- _TASK 1_
Using the excerpt on Russia's population decline, explain in one to three sentences why Russia's birthrate is almost destined to decline.
- _TASK 2_
In the excerpt on Russia's population decline, rewrite the paragraph beginning "It is possible that immigration" as a short list, keeping its main facts.
- _TASK 3_
Pick up the excerpt on Russia's population decline after its final sentence and continue it.

- _EXCERPT PROVIDED_

══════════

But there are around 6.5 million people between the ages of 20 and 24 who were born during the chaos of the late 1990s. This smaller base of people able to bear children means the birthrate is almost destined to decline. And that is exactly what has happened; after a brief period of natural population growth in the mid-2010s, Russia’s population once again began to
contract in 2019. It will continue to do so well into the foreseeable future.
This bleak demographic forecast became even more dire with the arrival of COVID-19. The Kremlin’s initial dismissal of COVID-19 and efforts to spread vaccine disinformation across the West appear to have backfired on its own population, resulting in a vaccination rate that ranks as one of the lowest in the developed world. Low vaccination uptake, coupled with a laissez faire approach to COVID-19 and weak health care system, have contributed to one of the world’s highest COVID-19 fatality rates. Russia’s government counts around 300,000 deaths, but a more reliable estimate from the Economist puts the figure at 1 million, giving Russia the dubious distinction of having more COVID-10 deaths per capita than any other country except Bulgaria. Russia’s recent population decline predates COVID-19, but the pandemic has done much to exacerbate it.
It is possible that immigration will make this demographic outlook less dismal. Russia has
long relied on immigration from ex-Soviet republics to compensate for natural population loss at home, and in recent years, it has
stepped up its efforts by encouraging ethnic Russians everywhere—from Ukraine to
Uruguay—to immigrate. But even here, there is limited future upside. COVID-19 has kept many would-be migrants
grounded at home. Russia’s stagnant economy has sent others searching for economic opportunities elsewhere. And most simply, many of the people likeliest to immigrate already have.
Boosting immigration (itself improbable) could mitigate Russia’s demographic decline, but it cannot stop it.
This demographic reality is perhaps the greatest limiting factor for Putin’s expansionist ambitions in Ukraine for two reasons. Any invasion of Ukraine would take a serious cost in Russian life, with Ukrainians prepared and motivated to resist Russian occupation in a way they were not when Russia annexed Crimea in 2014. Ukrainian Defense Minister Oleksii Reznikov has made this explicit, saying while Ukraine would no doubt suffer in the event of war, it would also “not mourn alone.” And most Russian casualties would be soldiers in their 20s—members of the same small generation born during the 1990s whom Russia can scarcely afford to sacrifice.

══════════

- _INFORMATION GIVEN_
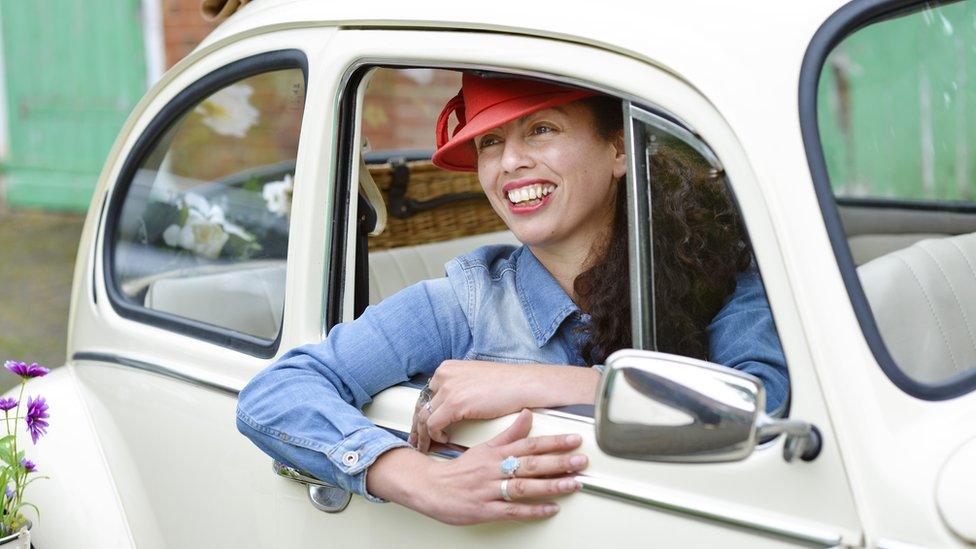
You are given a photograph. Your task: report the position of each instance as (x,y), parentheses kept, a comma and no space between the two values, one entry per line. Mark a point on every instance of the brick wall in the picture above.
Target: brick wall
(183,28)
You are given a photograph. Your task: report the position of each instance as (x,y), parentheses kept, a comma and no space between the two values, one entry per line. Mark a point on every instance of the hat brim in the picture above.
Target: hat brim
(459,153)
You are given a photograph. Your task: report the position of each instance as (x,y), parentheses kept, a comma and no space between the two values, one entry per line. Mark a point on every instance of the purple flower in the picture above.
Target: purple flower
(25,370)
(36,414)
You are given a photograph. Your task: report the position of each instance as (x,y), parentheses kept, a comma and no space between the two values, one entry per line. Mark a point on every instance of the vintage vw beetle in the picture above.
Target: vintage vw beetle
(842,130)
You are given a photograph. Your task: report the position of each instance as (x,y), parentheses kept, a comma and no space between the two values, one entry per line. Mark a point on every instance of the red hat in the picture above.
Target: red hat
(486,103)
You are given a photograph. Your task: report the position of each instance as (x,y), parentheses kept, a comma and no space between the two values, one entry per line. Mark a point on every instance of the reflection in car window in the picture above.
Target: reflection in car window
(203,230)
(897,119)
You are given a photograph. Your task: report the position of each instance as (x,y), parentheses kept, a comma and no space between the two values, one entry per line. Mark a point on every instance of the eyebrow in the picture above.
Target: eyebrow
(559,109)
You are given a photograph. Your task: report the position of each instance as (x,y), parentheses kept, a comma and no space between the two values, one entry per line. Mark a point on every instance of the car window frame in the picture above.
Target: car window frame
(841,24)
(643,319)
(155,130)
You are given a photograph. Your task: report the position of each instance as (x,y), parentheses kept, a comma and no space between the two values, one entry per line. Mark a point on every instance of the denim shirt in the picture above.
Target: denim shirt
(497,303)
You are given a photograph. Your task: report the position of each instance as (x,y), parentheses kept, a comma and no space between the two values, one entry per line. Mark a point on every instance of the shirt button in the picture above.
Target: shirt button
(350,458)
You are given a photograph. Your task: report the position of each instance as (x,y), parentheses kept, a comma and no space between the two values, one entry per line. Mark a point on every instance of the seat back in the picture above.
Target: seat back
(397,268)
(251,300)
(923,298)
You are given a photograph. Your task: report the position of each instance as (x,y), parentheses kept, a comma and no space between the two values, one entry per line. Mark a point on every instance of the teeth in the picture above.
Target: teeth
(529,193)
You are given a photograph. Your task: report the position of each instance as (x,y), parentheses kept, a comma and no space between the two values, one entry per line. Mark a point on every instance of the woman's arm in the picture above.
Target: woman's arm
(304,409)
(743,336)
(476,389)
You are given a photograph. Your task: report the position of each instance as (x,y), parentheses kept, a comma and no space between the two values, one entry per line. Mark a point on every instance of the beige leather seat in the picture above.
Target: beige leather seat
(924,301)
(250,300)
(245,300)
(391,270)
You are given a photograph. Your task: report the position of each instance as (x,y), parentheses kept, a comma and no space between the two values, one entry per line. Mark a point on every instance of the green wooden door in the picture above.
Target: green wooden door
(74,70)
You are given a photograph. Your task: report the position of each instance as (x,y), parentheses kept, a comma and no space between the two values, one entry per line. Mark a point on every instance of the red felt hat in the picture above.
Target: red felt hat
(486,103)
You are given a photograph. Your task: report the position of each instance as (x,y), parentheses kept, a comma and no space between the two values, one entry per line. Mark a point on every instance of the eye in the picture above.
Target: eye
(487,141)
(542,128)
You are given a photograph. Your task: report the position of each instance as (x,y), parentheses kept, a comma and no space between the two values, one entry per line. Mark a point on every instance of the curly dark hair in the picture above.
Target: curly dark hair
(699,246)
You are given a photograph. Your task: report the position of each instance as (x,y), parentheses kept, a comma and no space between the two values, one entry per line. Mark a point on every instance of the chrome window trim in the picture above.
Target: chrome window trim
(119,360)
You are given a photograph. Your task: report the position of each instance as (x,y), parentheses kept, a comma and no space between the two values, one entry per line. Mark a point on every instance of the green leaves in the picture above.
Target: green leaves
(7,454)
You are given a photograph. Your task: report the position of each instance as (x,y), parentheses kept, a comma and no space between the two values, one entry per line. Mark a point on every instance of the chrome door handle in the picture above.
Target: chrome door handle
(323,496)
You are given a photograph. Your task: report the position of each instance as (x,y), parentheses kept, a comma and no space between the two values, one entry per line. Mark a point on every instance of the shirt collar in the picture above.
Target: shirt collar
(544,302)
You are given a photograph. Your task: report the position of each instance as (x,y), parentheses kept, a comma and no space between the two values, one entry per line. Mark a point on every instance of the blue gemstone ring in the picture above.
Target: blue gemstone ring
(509,466)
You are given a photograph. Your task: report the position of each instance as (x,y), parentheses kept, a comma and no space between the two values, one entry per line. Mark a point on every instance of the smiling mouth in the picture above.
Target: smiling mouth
(529,195)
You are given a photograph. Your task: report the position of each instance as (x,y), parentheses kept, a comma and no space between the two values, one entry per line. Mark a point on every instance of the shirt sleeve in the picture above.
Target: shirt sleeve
(305,409)
(742,336)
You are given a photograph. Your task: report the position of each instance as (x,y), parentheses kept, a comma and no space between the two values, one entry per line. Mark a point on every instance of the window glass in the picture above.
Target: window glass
(897,119)
(897,107)
(708,298)
(433,214)
(203,230)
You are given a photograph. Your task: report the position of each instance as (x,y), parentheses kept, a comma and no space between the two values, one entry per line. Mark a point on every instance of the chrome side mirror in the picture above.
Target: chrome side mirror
(661,407)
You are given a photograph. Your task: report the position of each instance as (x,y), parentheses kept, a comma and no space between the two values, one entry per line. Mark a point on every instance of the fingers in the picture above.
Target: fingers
(548,465)
(443,416)
(519,429)
(507,510)
(536,488)
(552,444)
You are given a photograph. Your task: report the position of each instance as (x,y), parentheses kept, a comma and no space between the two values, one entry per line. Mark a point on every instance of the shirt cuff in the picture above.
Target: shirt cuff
(355,453)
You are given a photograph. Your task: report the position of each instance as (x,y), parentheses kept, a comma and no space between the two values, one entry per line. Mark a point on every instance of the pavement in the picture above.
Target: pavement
(37,257)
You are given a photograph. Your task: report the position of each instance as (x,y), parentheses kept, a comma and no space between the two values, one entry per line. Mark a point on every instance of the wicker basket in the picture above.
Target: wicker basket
(446,222)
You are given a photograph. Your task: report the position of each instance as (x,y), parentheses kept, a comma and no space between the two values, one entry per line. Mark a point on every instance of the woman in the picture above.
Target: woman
(524,322)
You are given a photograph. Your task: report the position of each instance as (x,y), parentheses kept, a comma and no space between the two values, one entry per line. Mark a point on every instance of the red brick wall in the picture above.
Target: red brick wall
(183,28)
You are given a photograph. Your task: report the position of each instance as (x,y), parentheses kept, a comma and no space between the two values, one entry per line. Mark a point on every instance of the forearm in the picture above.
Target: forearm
(549,385)
(391,476)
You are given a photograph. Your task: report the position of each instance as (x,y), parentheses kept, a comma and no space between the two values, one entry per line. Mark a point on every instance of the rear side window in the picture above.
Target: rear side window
(895,112)
(202,232)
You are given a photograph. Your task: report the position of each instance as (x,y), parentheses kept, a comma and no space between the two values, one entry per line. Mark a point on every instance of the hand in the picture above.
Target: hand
(475,389)
(467,490)
(469,389)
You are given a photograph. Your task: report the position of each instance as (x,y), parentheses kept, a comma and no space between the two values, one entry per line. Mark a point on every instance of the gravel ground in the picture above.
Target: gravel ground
(37,257)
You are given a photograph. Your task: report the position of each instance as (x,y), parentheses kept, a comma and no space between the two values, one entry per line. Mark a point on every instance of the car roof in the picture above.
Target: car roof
(701,40)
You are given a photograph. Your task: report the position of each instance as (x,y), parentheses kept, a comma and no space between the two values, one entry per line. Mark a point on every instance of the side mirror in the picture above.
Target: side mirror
(661,407)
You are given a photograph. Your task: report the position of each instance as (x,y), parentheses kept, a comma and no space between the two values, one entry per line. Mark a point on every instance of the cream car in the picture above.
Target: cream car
(230,224)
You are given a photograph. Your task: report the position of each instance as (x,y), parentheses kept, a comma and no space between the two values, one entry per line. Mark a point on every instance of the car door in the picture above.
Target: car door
(191,279)
(761,501)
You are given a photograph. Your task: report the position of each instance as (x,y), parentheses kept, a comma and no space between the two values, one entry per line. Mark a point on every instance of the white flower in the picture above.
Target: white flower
(205,230)
(229,111)
(278,195)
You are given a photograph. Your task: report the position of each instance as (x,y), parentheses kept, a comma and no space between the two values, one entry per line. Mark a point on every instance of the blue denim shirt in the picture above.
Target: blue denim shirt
(497,303)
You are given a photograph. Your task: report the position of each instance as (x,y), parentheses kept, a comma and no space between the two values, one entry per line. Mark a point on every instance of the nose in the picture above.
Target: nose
(515,155)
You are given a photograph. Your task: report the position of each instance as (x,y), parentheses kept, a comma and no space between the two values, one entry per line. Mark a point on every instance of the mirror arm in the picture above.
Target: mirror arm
(803,439)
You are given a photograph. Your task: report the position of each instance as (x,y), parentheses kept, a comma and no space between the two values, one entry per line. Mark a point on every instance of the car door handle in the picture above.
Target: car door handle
(323,496)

══════════

- _TASK OUTPUT 1_
The birthrate is almost destined to decline because the group of people able to bear children is small. Only around 6.5 million people are between the ages of 20 and 24, a generation born during the chaos of the late 1990s.

- _TASK OUTPUT 2_
- Immigration might make Russia's demographic outlook less dismal.
- Russia has long relied on immigration from ex-Soviet republics to compensate for natural population loss.
- In recent years, it has encouraged ethnic Russians everywhere, from Ukraine to Uruguay, to immigrate.
- The future upside is limited:
  - COVID-19 has kept many would-be migrants at home.
  - Russia's stagnant economy has sent others to seek opportunities elsewhere.
  - Many of the people likeliest to immigrate already have.

- _TASK OUTPUT 3_
The second limiting factor relates to the West’s response to any Russian move on Ukraine. Scholars debate the utility of sanctions in changing behavior, but their economic impact has been clear. Russia’s economy is still smaller than it was in 2014, when Western sanctions in response to Crimea’s occupation helped reduce GDP by more than a quarter. And the West still has a lot more economic pain to inflict, from freezing Russia out of SWIFT (the system through which international banks make transfers) to canceling Nord Stream 2 (the pipeline delivering natural gas from Russia to Germany). These sanctions would trigger capital outflows and economic turmoil to an extent not seen since the 1990s—depressing Russia’s birthrate at the moment it most needs it to rise.
Rather than being purely a limiting factor, it’s possible to argue Russia’s weak demographic hand has made it even more dangerous. After all, Russia’s need for more people is no doubt a motivating consideration for its current aggressive posture toward Ukraine, and Putin has said the thought of a depopulated Russia haunts him most—even if the idea that Ukrainians would sign up to be good Russians is largely delusional. But Russia’s demography and the long shadow of the 1990s severely inhibit what the Kremlin can do now. Russia’s future ambitions are still weighed down by its recent past.
The 1990s collapse in birth rates still impacts Moscow’s ambitions.